Required work - Add 56 to every x and y coordinate in the answers, then write out again the records starting at the line containing "Could you please identify the ear" and ending at the last line of the records, requests included.

Pointing dataset excerpts:
----
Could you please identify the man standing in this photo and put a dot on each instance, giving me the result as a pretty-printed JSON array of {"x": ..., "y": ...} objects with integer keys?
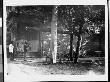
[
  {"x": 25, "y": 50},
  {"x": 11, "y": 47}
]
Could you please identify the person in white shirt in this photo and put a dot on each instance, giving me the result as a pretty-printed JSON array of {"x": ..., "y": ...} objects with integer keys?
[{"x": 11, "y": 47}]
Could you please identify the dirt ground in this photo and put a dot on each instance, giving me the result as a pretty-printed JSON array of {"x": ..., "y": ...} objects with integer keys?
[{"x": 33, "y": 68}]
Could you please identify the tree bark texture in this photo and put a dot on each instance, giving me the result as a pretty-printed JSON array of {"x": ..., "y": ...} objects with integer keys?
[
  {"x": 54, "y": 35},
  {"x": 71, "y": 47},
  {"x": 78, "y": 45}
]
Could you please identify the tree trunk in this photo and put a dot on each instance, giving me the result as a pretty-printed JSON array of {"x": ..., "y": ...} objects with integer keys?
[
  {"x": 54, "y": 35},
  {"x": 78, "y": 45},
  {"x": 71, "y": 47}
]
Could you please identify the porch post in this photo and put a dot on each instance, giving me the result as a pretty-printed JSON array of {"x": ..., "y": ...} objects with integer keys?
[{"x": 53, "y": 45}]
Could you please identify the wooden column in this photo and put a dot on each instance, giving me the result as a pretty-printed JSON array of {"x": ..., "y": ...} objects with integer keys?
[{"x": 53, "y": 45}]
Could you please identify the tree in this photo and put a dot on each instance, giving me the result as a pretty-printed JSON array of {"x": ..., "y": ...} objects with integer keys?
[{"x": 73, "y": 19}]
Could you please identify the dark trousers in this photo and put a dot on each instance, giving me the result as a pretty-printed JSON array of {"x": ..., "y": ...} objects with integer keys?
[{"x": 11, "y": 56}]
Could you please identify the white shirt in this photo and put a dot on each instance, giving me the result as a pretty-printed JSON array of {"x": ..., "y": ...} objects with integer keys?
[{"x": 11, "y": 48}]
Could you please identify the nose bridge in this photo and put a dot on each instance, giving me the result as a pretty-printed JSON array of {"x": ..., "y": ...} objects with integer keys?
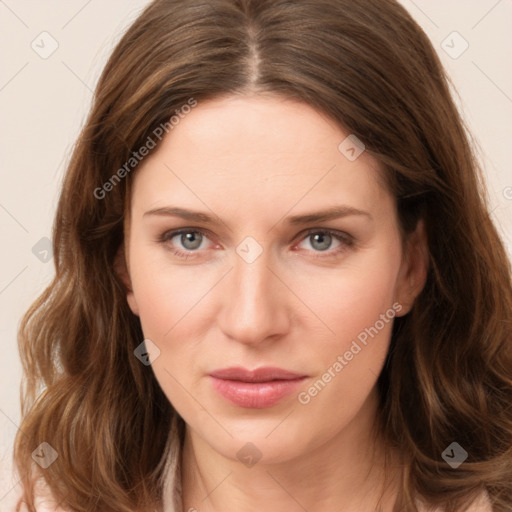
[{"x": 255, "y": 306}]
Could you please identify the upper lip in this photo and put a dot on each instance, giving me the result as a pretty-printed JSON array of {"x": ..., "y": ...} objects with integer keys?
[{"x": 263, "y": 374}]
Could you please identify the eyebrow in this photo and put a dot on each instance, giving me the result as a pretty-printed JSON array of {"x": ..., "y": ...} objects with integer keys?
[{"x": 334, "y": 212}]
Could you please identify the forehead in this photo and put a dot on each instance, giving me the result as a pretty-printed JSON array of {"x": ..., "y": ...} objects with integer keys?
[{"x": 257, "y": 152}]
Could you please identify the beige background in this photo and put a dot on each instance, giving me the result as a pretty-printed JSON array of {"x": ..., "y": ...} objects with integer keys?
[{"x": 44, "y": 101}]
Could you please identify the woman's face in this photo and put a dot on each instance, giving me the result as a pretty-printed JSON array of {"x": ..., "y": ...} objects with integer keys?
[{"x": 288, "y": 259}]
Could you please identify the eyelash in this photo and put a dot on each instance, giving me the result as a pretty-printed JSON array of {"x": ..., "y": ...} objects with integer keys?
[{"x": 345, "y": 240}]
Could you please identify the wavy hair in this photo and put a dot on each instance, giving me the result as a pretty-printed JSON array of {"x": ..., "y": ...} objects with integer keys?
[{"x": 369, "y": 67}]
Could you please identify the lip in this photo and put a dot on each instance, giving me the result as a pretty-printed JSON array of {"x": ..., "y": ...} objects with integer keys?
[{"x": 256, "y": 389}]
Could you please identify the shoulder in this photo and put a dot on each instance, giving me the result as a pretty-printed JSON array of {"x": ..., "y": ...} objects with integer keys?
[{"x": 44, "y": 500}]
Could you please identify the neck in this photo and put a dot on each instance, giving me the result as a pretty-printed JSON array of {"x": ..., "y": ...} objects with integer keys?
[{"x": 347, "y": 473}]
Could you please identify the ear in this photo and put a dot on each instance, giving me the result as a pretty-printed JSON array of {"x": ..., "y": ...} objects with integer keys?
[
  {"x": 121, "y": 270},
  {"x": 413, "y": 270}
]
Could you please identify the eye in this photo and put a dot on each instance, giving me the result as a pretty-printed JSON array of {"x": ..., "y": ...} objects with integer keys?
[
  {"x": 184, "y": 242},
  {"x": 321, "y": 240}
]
----
The response -
Could you please identify the ear in this photo and put a dot on each instance, giving me the result as a pretty-printed JSON array of {"x": ..., "y": ...} objects with integer keys?
[
  {"x": 177, "y": 326},
  {"x": 469, "y": 326}
]
Could you please identify the eye in this photo and put a dot on each instance, giving me the result as a pretty-printed JSON array of {"x": ..., "y": ...} objects with integer keys?
[
  {"x": 240, "y": 298},
  {"x": 377, "y": 296}
]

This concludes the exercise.